#### [EXERCISE]
Convert every line of the rows below into a numbered list, skipping any blank lines. Leave the pictures out of your answer.

Data taken from a collection
········
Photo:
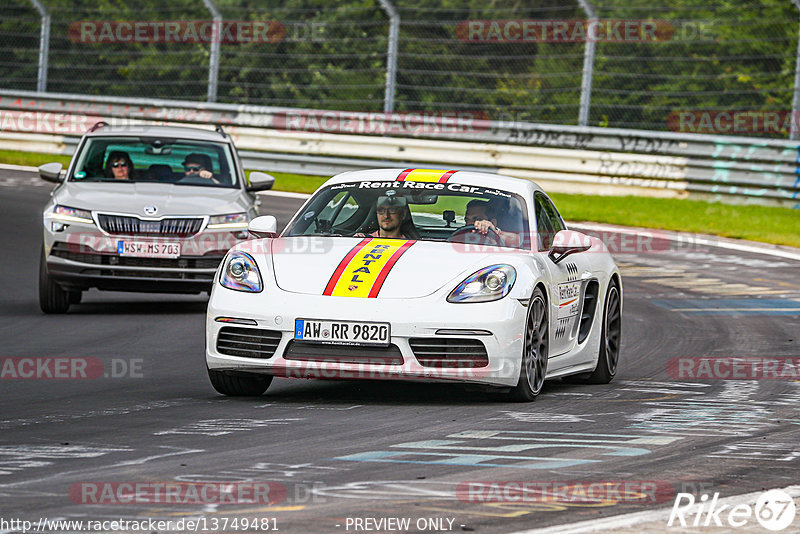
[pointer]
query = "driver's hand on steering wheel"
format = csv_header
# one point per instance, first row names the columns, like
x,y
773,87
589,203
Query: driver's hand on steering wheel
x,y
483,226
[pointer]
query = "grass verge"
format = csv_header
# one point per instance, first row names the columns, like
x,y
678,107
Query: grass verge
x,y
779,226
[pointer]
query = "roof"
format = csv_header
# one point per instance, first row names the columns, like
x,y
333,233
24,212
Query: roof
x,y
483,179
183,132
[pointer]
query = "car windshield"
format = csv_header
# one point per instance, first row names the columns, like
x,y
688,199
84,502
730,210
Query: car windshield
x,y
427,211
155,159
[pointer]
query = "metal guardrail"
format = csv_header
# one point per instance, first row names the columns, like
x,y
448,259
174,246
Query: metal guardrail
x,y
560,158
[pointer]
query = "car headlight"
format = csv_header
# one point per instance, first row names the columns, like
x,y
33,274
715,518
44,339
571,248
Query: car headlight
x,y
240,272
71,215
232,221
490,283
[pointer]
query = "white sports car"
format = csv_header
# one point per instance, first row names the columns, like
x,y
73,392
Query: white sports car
········
#### [SOLUTION TO THIS EXERCISE]
1. Photo:
2. [pointer]
3. query = "driver's hand on steering wheel"
4. format = csv_header
5. # one point per instance, first row names the columns, like
6. x,y
7. 773,87
8. 589,203
9. Query: driver's hand on steering wheel
10. x,y
11. 483,226
12. [pointer]
13. query = "grass verge"
14. format = csv_header
15. # one point per instance, first row names the columns, like
16. x,y
17. 678,107
18. Query: grass verge
19. x,y
20. 779,226
21. [pointer]
22. query = "roof"
23. format = csv_header
24. # one point per instance, first row names the columns, like
25. x,y
26. 333,233
27. 24,212
28. Query: roof
29. x,y
30. 483,179
31. 183,132
32. [pointer]
33. query = "car windshield"
34. format = csv_header
35. # one point per instance, first row names the columns, like
36. x,y
37. 688,199
38. 84,502
39. 730,210
40. Query: car windshield
41. x,y
42. 427,211
43. 155,159
44. [pointer]
45. query = "metal guardrail"
46. format = csv_header
47. # one point per instance, first row names the columns, like
48. x,y
49. 448,259
50. 174,246
51. Query: metal guardrail
52. x,y
53. 560,158
54. [pointer]
55. query = "car headlight"
56. format = csv_header
57. # one point per instance, first row names the columns, like
58. x,y
59. 33,274
60. 715,518
61. 44,339
62. 571,248
63. Query: car headlight
64. x,y
65. 240,272
66. 71,215
67. 232,221
68. 490,283
69. [pointer]
70. query = "white sports car"
71. format = csv_header
72. # one point per instance, first row names the columns, like
73. x,y
74. 73,392
75. Query: white sports car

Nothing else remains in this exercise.